Kannst du aus dem Forenthread den Abschnitt von „Nicht weil ich“ bis „auch cool an!“ wiedergeben und dabei „Vorbau“ gegen „Lenker“ austauschen?

LESETEXT:

- - - - - - -

Der Skatepark ist relativ groß und hat nen Pool und ne Box nen großen Wallride und ne Quarter und noch anderes zeug.. Der hat auch ne Flutlicht Anlage die meistens bis 10 uhr an ist und Freitags bist 24 Uhr. Auf der Fliegewiese sind halt ein paar doubles ein Kleiner "Pumptrack" und ne Wall und ist jetzt letztens noch ne Quarter von der Abflughalle dazu gekommen..


----------



## beelzebob (19. Mai 2010)

ist das jenes hier ??

http://www.fliegewiese.com/


----------



## Chris1993 (19. Mai 2010)

jo


----------



## MTB-News.de




----------



## -T-O-B-I- (19. Mai 2010)

richtig!


----------



## LB-Biker (19. Mai 2010)

Danke für die Infos!
3,5 Meter Drop hört sich cool an, aber das traue ich mich net.
 Nicht weil ich die Technik net beherrsche, sondern weil ich nicht erfahren möchte in wieviele Teile mein Bike zerspringt ( das einzigste was meine Gabel am Rahmen hält ist ne sechser Gewindestange (ala LB-Biker ) und nen viel zu großer Vorbau).
Das mit der Fliegewiese habe ich die Tage inner OP gelesen, hört sich auch cool an!
Weiß einer ob man da mal hin kann und gratis "antesten" darf?


----------



## -T-O-B-I- (19. Mai 2010)

also wenn dich jemand sieht dann fragen die immer ob man im ferein ist dann sagste einfach ja und dann is gut


----------



## Chris1993 (19. Mai 2010)

du darfst das hin ich glaub 2-3 mal.. frag am ebsten einfach mal im forum nach.. bei der fliegewiese.com..


----------



## LB-Biker (20. Mai 2010)

-T-O-B-I- schrieb:


> also wenn dich jemand sieht dann fragen die immer ob man im ferein ist dann sagste einfach ja und dann is gut


 Naa, ich meine mich erinnern zu können, dass in der Zeitung was von paarunddreißig Mitgliedern stand, könnte also schwierig werden


----------



## -T-O-B-I- (20. Mai 2010)

- - - - - - -

MATERIAL:
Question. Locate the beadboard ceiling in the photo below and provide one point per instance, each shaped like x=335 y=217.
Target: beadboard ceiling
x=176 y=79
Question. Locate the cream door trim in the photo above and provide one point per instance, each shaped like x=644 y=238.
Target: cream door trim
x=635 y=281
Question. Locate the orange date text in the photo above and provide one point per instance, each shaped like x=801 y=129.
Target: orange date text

- - - - - - -

SCHRIFTLICHE ANTWORT:
Nicht weil ich die Technik net beherrsche, sondern weil ich nicht erfahren möchte in wieviele Teile mein Bike zerspringt ( das einzigste was meine Gabel am Rahmen hält ist ne sechser Gewindestange (ala LB-Biker ) und nen viel zu großer Lenker).
Das mit der Fliegewiese habe ich die Tage inner OP gelesen, hört sich auch cool an!